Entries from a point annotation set
Begin

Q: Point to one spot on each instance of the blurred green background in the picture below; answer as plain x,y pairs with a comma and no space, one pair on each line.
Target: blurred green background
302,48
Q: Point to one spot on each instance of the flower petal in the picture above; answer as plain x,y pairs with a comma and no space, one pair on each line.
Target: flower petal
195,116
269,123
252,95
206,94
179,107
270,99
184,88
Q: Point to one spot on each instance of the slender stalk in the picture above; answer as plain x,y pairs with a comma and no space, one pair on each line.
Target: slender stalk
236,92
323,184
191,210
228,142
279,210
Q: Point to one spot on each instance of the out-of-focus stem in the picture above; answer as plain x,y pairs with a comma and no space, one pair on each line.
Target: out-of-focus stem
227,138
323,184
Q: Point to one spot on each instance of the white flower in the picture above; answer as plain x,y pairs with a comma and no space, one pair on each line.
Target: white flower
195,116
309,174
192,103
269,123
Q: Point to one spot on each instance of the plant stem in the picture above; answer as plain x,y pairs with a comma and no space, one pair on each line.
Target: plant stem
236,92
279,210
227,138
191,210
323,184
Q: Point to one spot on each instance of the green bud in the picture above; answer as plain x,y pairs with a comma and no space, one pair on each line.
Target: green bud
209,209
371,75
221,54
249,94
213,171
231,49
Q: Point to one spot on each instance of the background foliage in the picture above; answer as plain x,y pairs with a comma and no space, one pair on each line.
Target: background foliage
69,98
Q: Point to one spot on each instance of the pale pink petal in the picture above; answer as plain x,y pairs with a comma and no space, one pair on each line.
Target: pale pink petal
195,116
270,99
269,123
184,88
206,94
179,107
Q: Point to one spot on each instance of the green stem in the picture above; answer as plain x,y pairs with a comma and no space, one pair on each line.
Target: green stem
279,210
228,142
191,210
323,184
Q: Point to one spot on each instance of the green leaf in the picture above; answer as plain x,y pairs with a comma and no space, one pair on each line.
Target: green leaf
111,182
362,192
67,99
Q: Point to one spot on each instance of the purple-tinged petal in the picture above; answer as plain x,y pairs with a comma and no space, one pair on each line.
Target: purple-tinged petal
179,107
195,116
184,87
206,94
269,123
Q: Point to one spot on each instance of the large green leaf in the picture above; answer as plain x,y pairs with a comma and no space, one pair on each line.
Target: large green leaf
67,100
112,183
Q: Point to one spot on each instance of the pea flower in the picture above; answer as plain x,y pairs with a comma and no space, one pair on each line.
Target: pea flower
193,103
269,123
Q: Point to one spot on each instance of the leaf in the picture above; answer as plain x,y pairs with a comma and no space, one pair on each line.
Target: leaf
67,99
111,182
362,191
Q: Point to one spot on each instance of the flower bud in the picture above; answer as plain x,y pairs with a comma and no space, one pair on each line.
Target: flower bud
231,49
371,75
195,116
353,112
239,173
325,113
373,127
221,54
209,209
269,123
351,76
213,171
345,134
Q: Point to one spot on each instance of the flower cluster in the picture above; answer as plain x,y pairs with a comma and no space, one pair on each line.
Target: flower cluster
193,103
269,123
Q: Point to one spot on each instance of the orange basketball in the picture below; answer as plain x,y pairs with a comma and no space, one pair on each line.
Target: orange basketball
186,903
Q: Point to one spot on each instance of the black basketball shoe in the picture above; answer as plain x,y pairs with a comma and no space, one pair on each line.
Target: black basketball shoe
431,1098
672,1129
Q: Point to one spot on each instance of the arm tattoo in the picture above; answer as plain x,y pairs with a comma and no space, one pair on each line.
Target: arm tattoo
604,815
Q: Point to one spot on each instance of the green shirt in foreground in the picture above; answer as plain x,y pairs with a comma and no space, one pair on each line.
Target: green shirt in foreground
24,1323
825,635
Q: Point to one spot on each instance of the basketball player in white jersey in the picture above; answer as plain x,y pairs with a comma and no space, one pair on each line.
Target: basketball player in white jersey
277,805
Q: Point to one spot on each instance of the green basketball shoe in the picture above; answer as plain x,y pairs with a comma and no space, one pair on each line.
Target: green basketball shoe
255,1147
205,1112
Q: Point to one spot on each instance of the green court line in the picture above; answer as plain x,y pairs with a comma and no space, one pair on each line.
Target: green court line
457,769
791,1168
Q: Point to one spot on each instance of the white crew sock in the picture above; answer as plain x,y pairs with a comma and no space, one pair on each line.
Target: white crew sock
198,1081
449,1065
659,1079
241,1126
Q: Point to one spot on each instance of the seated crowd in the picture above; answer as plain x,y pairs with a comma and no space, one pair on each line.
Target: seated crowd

End

◆ **Set exercise**: Copy each record from above exactly, and include every line.

◆ **Reply**:
Q: Point to one spot on each instance of the blurred green background in the picture below; answer as plain x,y pairs with a comma and no space, one pair on each line.
Target: blurred green background
302,48
Q: Point to one spot on each instance of the flower petal in the picture above; answer as plain x,y pairs with a comma and no space, one pair on each line.
Target: flower petal
195,116
269,123
252,95
206,94
179,107
270,99
184,88
Q: Point to one spot on each instance of the slender stalk in the picture above; answer as plain x,y pairs with a comma and no space, one pair on each line.
Target: slender stalk
236,92
323,184
191,210
228,142
279,210
Q: Point to one spot on each instance of the out-of-focus stem in the picture above; answer as plain x,y pairs with a comma and no space, one pair on each line.
Target: out-of-focus stem
227,138
323,184
Q: Point to one spot on each instance of the white flower in the picture above; answer as plain x,y pairs with a comma and no space, one pair on each line.
Target: white flower
195,116
309,174
192,103
269,123
Q: Point to one spot on each instance of the plant stem in the picture above; answer as plain x,y pairs with a comma and no space, one pair on each line.
Target: plant stem
236,92
279,210
227,138
191,210
323,184
Q: Point to one spot on each instance of the green bud in the picture above; answer as plain x,y pairs with a comma and no space, one pair on each line.
Target: green bud
209,209
371,75
221,54
249,94
213,171
231,49
Q: Point to one spot on each instance of the background foliage in the picture above; answer as plain x,y pairs with a comma and no space, one pair on each line.
Target: background foliage
69,98
Q: Point to one spot on each instance of the pale pink petal in the picture above; answer as plain x,y pairs with a comma and no space, one pair on each line.
Target: pale pink petal
195,116
270,99
269,123
184,88
206,94
179,107
Q: Point to one spot on each instance of the green stem in the picture above; answer as plain x,y pairs with a comma and no space, one pair on each line.
Target: green stem
279,210
228,142
191,210
323,184
Q: Point to one spot on each instance of the green leaf in the picture above; answer as plain x,y pairs with a comma and no space, one pair on each line.
Target: green leaf
111,182
362,192
67,99
Q: Point to one spot on each instance of the purple-tinged petal in the picture above; answer as plain x,y pairs with a comma and no space, one pair on each line.
Target: purple-tinged petal
179,107
195,116
184,87
206,94
269,123
Q: Point to one spot on each instance of the large green leaf in the picture above; answer as plain x,y pairs with a comma and no space, one pair on each line.
Target: large green leaf
67,100
112,183
Q: Point to one spot on each instance of the pea flower in the picture above; answer as plain x,y pairs with a comma and no space, one pair on each line.
Target: pea flower
193,103
269,123
Q: Point to one spot on each instance of the leaf in the picture above; answer as plain x,y pairs with a comma and no space, one pair on each line.
Target: leaf
67,99
111,182
362,191
Q: Point to one spot on each instance of the flower bud in the picture above; answer as plain x,y pairs with a comma and no space, one pair on each line.
Target: flower bud
231,49
371,75
195,116
353,112
239,173
325,113
373,127
221,54
209,209
269,123
351,76
213,171
345,134
Q: Point to one spot on each instance of the flower cluster in the picture above; answer as plain x,y pairs with a comma and no space, one pair on each line.
Target: flower cluster
193,103
269,123
Q: Point to one spot on each instance of the orange basketball in the picture below; answer as plain x,y pairs with a comma and no space, one pair on each line.
Target: orange basketball
186,903
Q: Point to one spot on each instance of the black basketball shoe in the picture above; answer as plain x,y pairs with a comma and no space, one pair on each line.
Target: black basketball shoe
431,1098
672,1129
Q: Point to one spot on each instance of the arm tattoo in the picture above; answer as plain x,y pairs with a comma and no space, one pair on each line.
Target: arm tattoo
604,815
Q: Point to one spot on each instance of the green shirt in foreground in the picture above; answer as plain x,y pairs with a comma and no space, one pair on each line.
Target: green shirt in foreground
24,1323
825,635
Q: Point to one spot on each instance of the basketball player in white jersey in the picture above; answer as plain x,y pairs with a comma and no space, one pair on each line.
Target: basketball player in white jersey
277,805
Q: Point to one spot on each instance of the green basketball shoe in the picture above; answer as plain x,y pairs with a comma and no space, one pair on each line.
Target: green basketball shoe
255,1147
205,1112
Q: Point to one spot on each instance of the green court line in the picture above; answer as plain x,y pairs with a comma and no space, one pair on each line.
Target: green court line
457,769
791,1168
Q: Point to one spot on each instance of the white crew sock in the picture above; answer as plain x,y pairs with a comma and no space, one pair on each line.
Target: white crew sock
198,1081
449,1065
659,1079
241,1126
Q: Point to one spot on each instance of the seated crowd in the picture above; answer as plain x,y pairs with a comma and no space, one pair on each line.
Target: seated crowd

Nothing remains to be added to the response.